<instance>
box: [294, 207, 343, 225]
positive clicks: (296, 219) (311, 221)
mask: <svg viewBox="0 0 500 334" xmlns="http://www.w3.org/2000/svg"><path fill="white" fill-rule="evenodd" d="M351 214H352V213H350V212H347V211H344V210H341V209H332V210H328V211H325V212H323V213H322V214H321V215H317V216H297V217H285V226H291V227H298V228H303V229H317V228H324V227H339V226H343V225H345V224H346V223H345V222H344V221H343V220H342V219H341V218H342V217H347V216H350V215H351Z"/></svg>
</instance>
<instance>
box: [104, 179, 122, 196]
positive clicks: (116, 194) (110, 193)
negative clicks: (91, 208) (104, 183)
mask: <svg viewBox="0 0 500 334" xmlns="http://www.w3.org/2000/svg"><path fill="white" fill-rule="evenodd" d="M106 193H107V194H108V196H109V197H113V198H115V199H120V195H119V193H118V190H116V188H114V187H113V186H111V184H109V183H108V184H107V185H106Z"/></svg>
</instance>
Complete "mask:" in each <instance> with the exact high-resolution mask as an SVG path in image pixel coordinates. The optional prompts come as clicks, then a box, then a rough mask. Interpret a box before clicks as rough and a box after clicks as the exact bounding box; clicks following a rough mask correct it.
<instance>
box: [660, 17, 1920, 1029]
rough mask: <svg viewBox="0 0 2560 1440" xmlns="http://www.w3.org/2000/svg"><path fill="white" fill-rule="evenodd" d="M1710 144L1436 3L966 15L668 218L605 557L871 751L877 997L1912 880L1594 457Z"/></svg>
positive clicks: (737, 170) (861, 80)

EXERCISE REQUIREMENTS: Set the listing above down again exactly.

REPLY:
<instance>
box: [294, 207, 343, 225]
positive clicks: (296, 219) (311, 221)
mask: <svg viewBox="0 0 500 334" xmlns="http://www.w3.org/2000/svg"><path fill="white" fill-rule="evenodd" d="M351 214H352V213H350V212H347V211H344V210H341V209H332V210H328V211H325V212H323V213H322V214H321V215H317V216H297V217H285V226H291V227H298V228H303V229H317V228H324V227H339V226H343V225H345V224H346V223H345V222H344V221H343V220H342V219H341V218H342V217H347V216H350V215H351Z"/></svg>
</instance>
<instance>
box: [104, 179, 122, 196]
positive clicks: (116, 194) (110, 193)
negative clicks: (91, 208) (104, 183)
mask: <svg viewBox="0 0 500 334" xmlns="http://www.w3.org/2000/svg"><path fill="white" fill-rule="evenodd" d="M106 193H107V194H108V196H109V197H113V198H115V199H120V195H119V193H118V190H116V188H114V187H113V186H111V184H109V183H108V184H107V185H106Z"/></svg>
</instance>
Complete "mask:" in each <instance> with the exact high-resolution mask as an SVG path in image pixel coordinates. The optional prompts come as clicks, then a box, then a rough mask. Interpret a box before clicks as rough and a box after clicks as the exact bounding box; clicks following a rough mask correct it.
<instance>
box: [660, 17, 1920, 1029]
rough mask: <svg viewBox="0 0 2560 1440" xmlns="http://www.w3.org/2000/svg"><path fill="white" fill-rule="evenodd" d="M1710 144L1436 3L966 15L668 218L605 557L871 751L877 997L1912 880L1594 457Z"/></svg>
positive clicks: (737, 170) (861, 80)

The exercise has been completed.